RECORDS SUPPLIED:
+ + + +

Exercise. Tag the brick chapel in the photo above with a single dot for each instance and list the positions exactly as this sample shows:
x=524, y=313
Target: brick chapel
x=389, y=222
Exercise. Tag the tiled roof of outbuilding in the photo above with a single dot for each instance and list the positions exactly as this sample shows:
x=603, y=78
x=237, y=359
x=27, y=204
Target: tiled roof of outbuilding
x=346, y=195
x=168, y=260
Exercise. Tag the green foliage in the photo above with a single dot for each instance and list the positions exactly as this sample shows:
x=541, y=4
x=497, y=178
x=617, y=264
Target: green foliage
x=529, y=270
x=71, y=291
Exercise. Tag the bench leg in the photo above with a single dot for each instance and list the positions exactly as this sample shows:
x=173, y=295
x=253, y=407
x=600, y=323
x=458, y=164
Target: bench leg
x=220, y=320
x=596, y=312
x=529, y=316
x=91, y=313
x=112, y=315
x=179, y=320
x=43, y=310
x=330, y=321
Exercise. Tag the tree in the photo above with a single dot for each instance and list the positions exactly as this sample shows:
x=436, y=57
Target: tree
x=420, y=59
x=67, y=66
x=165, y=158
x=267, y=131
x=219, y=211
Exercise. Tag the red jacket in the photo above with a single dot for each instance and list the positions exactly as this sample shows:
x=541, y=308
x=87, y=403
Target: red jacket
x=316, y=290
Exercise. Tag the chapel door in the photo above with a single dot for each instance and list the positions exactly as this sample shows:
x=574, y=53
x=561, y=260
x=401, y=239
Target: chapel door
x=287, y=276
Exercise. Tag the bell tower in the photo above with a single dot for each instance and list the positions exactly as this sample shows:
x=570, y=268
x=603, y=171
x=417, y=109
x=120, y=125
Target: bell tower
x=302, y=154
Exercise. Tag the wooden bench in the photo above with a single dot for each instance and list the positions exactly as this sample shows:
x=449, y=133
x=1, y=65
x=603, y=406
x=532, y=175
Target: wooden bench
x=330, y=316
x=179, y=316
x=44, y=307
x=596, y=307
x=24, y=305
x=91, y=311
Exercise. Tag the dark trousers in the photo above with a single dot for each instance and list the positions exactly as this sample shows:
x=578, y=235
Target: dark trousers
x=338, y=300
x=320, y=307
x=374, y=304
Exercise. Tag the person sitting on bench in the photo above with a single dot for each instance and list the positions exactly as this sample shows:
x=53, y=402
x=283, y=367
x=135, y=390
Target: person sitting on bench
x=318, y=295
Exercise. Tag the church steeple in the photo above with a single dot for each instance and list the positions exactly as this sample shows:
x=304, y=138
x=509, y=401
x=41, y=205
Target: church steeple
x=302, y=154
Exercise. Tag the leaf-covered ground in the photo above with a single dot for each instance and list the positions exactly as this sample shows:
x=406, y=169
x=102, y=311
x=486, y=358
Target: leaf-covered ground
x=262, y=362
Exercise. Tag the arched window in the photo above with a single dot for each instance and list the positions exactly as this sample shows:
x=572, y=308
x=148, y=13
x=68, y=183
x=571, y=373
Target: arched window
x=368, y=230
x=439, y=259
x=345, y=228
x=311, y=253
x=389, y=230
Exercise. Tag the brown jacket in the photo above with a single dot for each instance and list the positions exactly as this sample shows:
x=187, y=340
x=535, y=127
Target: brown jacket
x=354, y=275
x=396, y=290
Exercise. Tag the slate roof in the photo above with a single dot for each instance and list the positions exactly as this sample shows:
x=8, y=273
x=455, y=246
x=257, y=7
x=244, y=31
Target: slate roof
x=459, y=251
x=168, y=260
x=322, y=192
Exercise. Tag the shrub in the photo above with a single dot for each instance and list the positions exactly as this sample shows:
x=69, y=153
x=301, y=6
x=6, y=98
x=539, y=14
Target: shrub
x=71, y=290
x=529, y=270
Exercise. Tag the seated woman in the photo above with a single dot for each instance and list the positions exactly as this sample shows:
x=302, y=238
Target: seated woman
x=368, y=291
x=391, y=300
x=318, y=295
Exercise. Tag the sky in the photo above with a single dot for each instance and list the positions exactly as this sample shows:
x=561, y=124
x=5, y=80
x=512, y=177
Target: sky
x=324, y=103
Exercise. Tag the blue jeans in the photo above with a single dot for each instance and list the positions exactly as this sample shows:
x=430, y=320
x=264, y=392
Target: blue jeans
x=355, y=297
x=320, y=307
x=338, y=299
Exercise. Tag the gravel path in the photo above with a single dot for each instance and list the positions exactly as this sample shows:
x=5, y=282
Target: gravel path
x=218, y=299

+ + + +

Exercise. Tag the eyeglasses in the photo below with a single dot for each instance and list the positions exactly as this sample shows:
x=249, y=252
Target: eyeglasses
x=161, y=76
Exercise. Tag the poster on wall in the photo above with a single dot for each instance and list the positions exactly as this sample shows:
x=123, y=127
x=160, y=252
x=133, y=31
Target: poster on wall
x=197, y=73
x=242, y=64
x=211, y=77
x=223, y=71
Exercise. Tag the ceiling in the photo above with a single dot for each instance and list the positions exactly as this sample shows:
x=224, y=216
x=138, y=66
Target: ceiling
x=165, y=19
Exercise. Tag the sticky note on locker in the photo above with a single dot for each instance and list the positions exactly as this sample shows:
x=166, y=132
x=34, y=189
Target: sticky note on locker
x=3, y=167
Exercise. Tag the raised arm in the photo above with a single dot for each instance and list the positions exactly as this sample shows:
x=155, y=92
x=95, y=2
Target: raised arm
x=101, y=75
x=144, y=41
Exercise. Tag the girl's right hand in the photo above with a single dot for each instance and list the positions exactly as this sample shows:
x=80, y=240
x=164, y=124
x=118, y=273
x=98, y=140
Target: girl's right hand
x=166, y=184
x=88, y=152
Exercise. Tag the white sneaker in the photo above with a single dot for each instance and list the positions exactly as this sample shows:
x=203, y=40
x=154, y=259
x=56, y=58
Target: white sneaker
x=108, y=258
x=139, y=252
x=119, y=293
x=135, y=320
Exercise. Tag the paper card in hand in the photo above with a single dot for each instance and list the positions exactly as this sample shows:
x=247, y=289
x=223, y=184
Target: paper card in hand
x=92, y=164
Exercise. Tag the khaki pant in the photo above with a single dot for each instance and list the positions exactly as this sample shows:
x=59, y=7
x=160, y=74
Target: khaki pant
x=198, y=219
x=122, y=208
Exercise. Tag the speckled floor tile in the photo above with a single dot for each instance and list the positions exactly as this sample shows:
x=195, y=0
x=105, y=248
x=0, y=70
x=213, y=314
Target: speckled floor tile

+ + + +

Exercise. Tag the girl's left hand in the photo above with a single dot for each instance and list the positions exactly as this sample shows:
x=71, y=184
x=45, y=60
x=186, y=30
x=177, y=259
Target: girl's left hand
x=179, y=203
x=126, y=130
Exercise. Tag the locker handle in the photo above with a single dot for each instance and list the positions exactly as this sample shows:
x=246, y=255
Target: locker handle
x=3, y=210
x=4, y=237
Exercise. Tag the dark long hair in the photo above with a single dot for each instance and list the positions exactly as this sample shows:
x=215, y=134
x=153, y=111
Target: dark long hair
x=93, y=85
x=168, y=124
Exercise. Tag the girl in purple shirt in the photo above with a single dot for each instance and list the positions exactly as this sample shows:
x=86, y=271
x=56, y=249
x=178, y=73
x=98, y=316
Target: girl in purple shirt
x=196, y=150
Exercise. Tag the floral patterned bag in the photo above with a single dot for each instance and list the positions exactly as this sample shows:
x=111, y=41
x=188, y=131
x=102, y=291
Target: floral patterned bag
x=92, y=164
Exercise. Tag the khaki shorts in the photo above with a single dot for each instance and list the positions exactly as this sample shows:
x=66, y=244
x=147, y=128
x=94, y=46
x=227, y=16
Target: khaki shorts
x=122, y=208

+ + + +

SHORT TASK: Copy the data above again, everything from "Exercise. Tag the green" down to "x=71, y=291", replacing "green foliage" with "green leaves" and leaving every other character as it was.

EXPECTED OUTPUT:
Exercise. Tag the green leaves in the photo above with a single dot for each instance and list the positions exactly as this sample shows:
x=541, y=4
x=497, y=178
x=617, y=264
Target: green leaves
x=529, y=270
x=71, y=291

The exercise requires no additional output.